## SHORT EXERCISE A:
Reproduce the rows below verbatim, everything from the line containing "of the concrete" down to the final row, including both of those lines.
## SHORT EXERCISE B:
Carry on the account of prophetic acts and a called-forth harvest from the point at which it stops.

## EXTRACTED TEXT:
::::

I have exercised many different prophetic acts by the Spirit of God and seen the results almost immediately. On of those involves a rock I call "Eb." I was in need of clients and had been praying to God for help when I read about Joshua and Samuel setting up a stone as a witness between God and the people. I felt God move me to set up a stone that would be a witness between he and I. That whenever he saw the stone he would come to my aid.

So I ran outside, got a small rock, anointed it with oil and called it Ebenezer "The Lord is my stone of help" and whenever I worked I would put it on my PC and when God saw it he would give me favor and give me the jobs I was bidding for, and I would remember that I am helped. And wouldn't you know it, before long I had more work than I knew what to do with. So much so, that I began to jokingly refer to Eb as the trouble maker, because I couldn't handle it.

Last week I spoke to God about a harvest I needed from my year of giving (2008). He gave me some strange instructions. I could not understand the purpose of the action, but God did and all I had to do was follow his instructions. He told me that when I got to church on Sunday, I was to get an envelope, write on it the amount of money I would give as first fruits when my harvest came in (which I had designated as 50% of my net income) and then during praise and worship dance and wave that envelope to him. When I got to Church on Sunday, we sang all these warfare songs, and I just followed the Lords instructions and waved my envelop in his presence. When we finished praising, I sensed in my spirit that it was done. And the Lord said to me, now loose your harvest. So I loosed it and called in forth in Jesus Name. The Lord reminded me of Matt 12:29

"Or again, how can anyone enter a strong man's house and carry off his possessions unless he first ties up the strong man? Then he can rob is house."

The Lord revealed to me that as I was singing and praising and waving my envelope. I was binding the strong man, and now I could go in and take my stuff. Isaiah 30:32 says it very well:

"Every stroke the Lord lays on them with his punishing rod will be to the music of tambourines and harps, as he fights them in battle with the blows of his arm."

So as we sang and praised with shouts and musical instruments, the Lord was fighting for me and in the end he said to me just call forth your harvest. It is yours. The strong man is bound, now you can spoil his goods. Hallelujah!

::::

(Dataset rows showing where objects appear)
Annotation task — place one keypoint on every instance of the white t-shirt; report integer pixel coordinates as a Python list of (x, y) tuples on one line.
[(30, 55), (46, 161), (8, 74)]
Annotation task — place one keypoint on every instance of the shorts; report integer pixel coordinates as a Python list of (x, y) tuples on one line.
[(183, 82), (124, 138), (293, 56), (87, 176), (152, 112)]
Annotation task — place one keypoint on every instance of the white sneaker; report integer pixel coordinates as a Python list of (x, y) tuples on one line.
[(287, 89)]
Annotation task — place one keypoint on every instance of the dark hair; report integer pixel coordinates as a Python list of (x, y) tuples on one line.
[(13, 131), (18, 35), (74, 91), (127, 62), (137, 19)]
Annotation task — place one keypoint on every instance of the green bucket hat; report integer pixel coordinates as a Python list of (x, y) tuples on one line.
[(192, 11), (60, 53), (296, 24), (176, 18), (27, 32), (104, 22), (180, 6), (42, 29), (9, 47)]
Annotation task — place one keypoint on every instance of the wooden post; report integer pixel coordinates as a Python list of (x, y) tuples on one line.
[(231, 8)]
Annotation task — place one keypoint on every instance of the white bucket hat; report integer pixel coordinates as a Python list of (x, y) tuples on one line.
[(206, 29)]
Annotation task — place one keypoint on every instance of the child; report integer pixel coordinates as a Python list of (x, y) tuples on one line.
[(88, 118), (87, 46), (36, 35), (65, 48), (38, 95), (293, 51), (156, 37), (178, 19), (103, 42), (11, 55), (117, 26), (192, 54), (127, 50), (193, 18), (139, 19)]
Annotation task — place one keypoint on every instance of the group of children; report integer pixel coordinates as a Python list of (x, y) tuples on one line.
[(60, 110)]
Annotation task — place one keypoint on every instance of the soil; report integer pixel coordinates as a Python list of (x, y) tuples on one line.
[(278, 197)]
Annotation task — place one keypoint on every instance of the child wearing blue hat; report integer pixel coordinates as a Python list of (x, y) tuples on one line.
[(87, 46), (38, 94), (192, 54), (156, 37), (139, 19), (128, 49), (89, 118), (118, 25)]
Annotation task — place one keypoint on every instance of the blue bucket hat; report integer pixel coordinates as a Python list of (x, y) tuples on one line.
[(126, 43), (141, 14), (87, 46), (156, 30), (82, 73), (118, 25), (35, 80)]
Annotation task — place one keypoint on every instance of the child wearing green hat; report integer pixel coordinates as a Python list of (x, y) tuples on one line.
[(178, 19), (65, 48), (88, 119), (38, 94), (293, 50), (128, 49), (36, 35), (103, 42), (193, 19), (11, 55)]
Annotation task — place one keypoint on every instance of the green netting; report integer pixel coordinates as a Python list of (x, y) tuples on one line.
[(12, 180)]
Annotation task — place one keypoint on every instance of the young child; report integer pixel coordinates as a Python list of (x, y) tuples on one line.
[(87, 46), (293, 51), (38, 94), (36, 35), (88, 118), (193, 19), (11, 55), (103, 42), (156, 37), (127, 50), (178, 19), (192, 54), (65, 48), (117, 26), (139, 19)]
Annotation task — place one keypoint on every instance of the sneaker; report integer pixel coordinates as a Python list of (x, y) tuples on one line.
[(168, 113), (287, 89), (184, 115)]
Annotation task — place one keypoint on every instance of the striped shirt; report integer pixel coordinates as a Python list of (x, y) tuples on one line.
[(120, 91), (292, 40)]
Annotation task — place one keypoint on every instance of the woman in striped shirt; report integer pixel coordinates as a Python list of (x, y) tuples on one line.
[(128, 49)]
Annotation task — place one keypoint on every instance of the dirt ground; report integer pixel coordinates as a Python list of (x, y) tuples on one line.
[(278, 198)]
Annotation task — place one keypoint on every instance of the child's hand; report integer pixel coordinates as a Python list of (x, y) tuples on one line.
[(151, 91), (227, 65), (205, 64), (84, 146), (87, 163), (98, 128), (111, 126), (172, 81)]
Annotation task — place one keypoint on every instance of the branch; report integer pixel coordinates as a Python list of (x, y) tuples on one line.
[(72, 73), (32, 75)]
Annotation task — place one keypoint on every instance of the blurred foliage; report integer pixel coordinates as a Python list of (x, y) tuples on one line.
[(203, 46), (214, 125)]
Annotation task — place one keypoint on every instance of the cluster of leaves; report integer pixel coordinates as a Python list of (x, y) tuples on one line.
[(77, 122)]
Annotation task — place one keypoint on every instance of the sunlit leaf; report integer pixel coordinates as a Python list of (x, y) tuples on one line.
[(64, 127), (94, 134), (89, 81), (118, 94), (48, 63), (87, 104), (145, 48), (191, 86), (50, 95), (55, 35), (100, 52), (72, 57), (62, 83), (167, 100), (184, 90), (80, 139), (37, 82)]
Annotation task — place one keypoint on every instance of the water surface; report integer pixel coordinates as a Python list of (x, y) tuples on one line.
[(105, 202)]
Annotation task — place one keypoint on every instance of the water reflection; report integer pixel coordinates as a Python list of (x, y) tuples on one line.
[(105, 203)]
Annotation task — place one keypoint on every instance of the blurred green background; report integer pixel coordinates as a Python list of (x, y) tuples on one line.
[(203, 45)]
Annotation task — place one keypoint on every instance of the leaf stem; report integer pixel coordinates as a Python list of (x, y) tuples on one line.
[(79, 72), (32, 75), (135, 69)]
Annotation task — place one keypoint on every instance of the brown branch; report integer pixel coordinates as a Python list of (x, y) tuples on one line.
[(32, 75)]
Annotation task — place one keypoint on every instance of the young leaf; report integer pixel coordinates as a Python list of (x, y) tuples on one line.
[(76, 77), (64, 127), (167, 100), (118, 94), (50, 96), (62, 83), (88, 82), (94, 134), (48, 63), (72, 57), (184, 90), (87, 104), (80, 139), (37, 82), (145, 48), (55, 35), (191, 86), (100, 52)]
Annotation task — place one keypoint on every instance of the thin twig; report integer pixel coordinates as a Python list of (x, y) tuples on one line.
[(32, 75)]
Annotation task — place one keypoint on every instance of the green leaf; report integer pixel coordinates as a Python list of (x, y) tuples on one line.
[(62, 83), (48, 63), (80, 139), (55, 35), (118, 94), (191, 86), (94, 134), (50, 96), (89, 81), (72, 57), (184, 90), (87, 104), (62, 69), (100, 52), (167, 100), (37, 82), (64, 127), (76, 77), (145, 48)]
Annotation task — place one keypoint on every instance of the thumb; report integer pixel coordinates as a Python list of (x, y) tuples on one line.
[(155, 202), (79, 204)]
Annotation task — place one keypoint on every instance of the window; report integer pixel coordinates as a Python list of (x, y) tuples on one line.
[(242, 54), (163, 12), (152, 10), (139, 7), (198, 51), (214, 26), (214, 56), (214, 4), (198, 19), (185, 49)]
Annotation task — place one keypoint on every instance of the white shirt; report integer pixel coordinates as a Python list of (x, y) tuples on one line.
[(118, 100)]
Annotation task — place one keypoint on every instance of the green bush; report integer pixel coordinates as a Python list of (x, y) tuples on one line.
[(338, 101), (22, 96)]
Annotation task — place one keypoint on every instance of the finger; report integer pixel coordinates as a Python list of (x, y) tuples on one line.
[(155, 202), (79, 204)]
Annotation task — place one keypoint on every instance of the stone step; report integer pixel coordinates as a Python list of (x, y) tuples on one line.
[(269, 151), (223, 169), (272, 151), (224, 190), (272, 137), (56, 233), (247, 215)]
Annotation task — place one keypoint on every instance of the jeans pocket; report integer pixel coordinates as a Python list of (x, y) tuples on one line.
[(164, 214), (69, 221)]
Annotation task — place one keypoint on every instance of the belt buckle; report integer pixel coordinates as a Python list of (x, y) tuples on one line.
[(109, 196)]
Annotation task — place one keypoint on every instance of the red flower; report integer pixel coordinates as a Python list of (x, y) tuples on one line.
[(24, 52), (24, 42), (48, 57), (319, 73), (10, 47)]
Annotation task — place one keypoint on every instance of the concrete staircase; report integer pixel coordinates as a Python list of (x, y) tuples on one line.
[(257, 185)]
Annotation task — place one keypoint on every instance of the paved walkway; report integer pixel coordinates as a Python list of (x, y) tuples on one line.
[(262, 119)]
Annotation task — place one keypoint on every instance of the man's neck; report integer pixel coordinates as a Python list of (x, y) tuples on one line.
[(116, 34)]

::::

## RESULT A:
Annotation task — place one keypoint on every instance of the concrete staircase; report integer pixel coordinates as a Python list of (x, y) tuples on one line.
[(257, 185)]
Annotation task — place one keypoint on every instance of the paved walkway; report integer pixel coordinates as a Python list of (x, y) tuples on one line.
[(262, 119)]
Annotation task — place one keypoint on every instance of the man's neck; report integer pixel coordinates as a Python list of (x, y) tuples on one line.
[(116, 34)]

## RESULT B:
Matt 16:19 tells me clearly that "I will give you the keys of the Kingdom of heaven; whatever you bind on earth will be bound in heaven and whatever you loose on earth will be loosed in heaven."

Hallelujah! Now all I have to do is wait on my harvest. It is surely coming!

Thursday, December 11, 2008

The Breaking of a New Dawn

Some things are more amazing to me than I can say. About 2-3 months ago the Lord spoke to me and said that he wanted me to separate myself to him. To be consecrated to him. I was not sure what that meant but I agreed to it and let him know I was his to have, hold and keep. In the last few months he has kept reminding me about it, that I must separate myself to him. Now I think I know where he was going with it.

Towards the end of October, he began to speak to me about change. That he was shutting the old doors in the market place and would lead me down a new career path. I wasn't understanding it. In fact, I thought he was saying that he needed me to go out and start my own business. Turns out that is not it. God has plans to use me so that he impacts not just my world, but the world through me. Amazing!

There are some things that I have always justified in my life and sincerely speaking could not figure out what the fuss was all about. Clubbing was one of those things. I don't club but 2 -3 times a year, but I wanted to have that freedom, and up until now God has let me get away with it. This morning he said "STOP" just as clear as he could. Additionally, I was led to sign on for the 21 day fast in January with Jentezen Franklin and his church from Jan 4th to 25th 2009.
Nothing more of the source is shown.